**Short task**
Could you change "beige" to "tan" in the data, beginning at the line that has "Identify the white window trim." and stopping after the line with "[0,0,1456,410]", then give back only those lines with everything else left as is?

**Dataset entries**
══════════════════════════════
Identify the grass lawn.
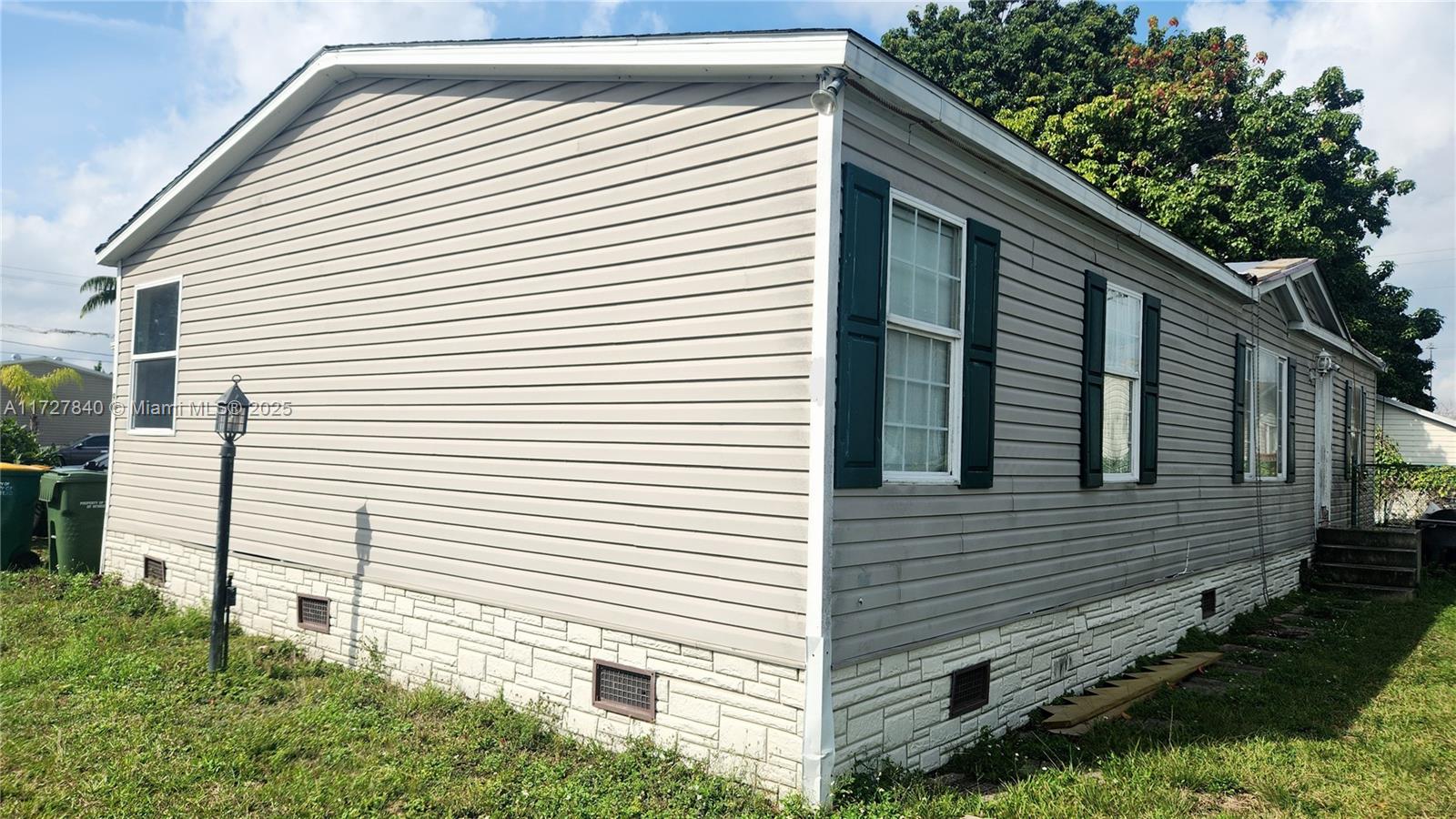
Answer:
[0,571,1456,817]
══════════════════════════════
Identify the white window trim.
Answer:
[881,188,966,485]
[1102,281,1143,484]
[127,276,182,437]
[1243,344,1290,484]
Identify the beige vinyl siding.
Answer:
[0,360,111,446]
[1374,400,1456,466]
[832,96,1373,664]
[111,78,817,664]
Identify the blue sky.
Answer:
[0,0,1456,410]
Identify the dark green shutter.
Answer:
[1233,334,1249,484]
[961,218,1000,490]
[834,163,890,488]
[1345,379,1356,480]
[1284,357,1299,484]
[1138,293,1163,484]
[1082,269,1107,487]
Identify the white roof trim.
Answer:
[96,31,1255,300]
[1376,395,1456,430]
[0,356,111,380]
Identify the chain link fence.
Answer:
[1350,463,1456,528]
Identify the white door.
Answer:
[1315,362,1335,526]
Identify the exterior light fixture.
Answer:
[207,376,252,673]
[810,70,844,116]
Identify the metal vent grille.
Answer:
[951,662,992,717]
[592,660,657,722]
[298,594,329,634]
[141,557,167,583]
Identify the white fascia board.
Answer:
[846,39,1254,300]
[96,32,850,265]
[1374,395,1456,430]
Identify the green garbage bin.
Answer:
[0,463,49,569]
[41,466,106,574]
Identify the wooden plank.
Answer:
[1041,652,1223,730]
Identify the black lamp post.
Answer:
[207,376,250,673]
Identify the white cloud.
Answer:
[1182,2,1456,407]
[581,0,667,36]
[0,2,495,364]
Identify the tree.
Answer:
══════════════════════════════
**Complete output**
Identify the white window trim.
Answer:
[881,188,966,485]
[1102,281,1143,484]
[127,276,182,437]
[1243,344,1290,484]
Identify the tan vinyl siding.
Answer:
[0,360,111,446]
[1374,400,1456,466]
[832,96,1373,664]
[111,78,817,664]
Identify the blue sky.
Answer:
[0,0,1456,410]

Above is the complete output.